What this task involves →
Could you rewrite the rows below with every "a dot for each instance" changed to "one point per instance" and everything else left as it is?

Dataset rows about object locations

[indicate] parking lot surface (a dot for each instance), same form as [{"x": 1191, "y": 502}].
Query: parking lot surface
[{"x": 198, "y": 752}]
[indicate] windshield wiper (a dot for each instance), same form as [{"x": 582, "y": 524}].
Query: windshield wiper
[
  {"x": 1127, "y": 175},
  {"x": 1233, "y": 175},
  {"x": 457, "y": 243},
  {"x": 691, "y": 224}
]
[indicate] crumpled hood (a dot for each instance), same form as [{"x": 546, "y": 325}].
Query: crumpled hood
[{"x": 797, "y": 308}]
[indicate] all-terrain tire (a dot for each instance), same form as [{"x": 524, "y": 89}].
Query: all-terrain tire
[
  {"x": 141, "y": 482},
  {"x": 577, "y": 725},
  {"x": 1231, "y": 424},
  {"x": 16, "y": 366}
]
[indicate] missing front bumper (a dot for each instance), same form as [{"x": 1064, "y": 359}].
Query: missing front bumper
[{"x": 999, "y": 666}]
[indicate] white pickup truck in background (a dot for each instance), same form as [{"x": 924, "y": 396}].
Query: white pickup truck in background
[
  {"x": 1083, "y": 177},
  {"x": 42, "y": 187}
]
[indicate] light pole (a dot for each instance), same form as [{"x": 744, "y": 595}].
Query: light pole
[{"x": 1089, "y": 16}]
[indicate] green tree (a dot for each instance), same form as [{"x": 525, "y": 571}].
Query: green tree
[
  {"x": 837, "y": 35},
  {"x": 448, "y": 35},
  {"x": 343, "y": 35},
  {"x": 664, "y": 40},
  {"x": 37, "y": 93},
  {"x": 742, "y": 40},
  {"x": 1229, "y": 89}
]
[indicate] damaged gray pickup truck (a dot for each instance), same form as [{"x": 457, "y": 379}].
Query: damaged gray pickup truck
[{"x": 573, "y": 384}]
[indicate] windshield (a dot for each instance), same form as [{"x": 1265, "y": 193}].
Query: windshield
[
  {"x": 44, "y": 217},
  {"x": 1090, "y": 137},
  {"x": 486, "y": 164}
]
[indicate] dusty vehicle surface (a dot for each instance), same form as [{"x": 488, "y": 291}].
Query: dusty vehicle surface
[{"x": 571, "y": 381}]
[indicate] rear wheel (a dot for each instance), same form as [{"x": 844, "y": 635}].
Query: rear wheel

Solution to this problem →
[indicate] parking lot surface (one point per instance), same form as [{"x": 1191, "y": 502}].
Query: parking lot surface
[{"x": 198, "y": 752}]
[indicate] windshield wiper (one point per instance), same form as [{"x": 582, "y": 524}].
Query: windshield wiper
[
  {"x": 1127, "y": 175},
  {"x": 1233, "y": 175},
  {"x": 457, "y": 243},
  {"x": 691, "y": 224}
]
[indicate] crumpled hood (one point per instance), same form as [{"x": 546, "y": 325}].
Query: crumpled hood
[{"x": 797, "y": 308}]
[indicate] all-terrain tire (one point per instance), same form as [{"x": 524, "y": 89}].
Query: all-terrain tire
[
  {"x": 141, "y": 482},
  {"x": 577, "y": 725},
  {"x": 1231, "y": 424},
  {"x": 16, "y": 366}
]
[indicate] missing front bumper (one point per instance), same form as [{"x": 1064, "y": 359}].
Query: missing front bumper
[{"x": 999, "y": 666}]
[indicate] white pickup truck in background (one point per instance), same form as [{"x": 924, "y": 396}].
Query: white pickup truck in background
[
  {"x": 1083, "y": 177},
  {"x": 42, "y": 187}
]
[indicate] light pole (one point per instance), same form as [{"x": 744, "y": 595}].
Query: light pole
[{"x": 1089, "y": 16}]
[indicate] green tree (one point per instance), same form as [{"x": 525, "y": 571}].
Query: green tree
[
  {"x": 837, "y": 35},
  {"x": 448, "y": 35},
  {"x": 343, "y": 35},
  {"x": 664, "y": 40},
  {"x": 37, "y": 93},
  {"x": 742, "y": 40},
  {"x": 1229, "y": 89}
]
[indicate] damaged gray pickup truck (one point per instance), same form as [{"x": 457, "y": 379}].
Query: damaged gray pickup truck
[{"x": 573, "y": 384}]
[indicate] windshield (one point per instance), same form as [{"x": 1265, "y": 193}].
Query: windshield
[
  {"x": 44, "y": 217},
  {"x": 1090, "y": 137},
  {"x": 486, "y": 164}
]
[indicate] dusty vehicle surface (one point per instance), same form as [{"x": 488, "y": 291}].
Query: dusty vehicle surface
[{"x": 571, "y": 381}]
[indicate] rear wheel (one point per instance), same form as [{"x": 844, "y": 635}].
Query: rear wheel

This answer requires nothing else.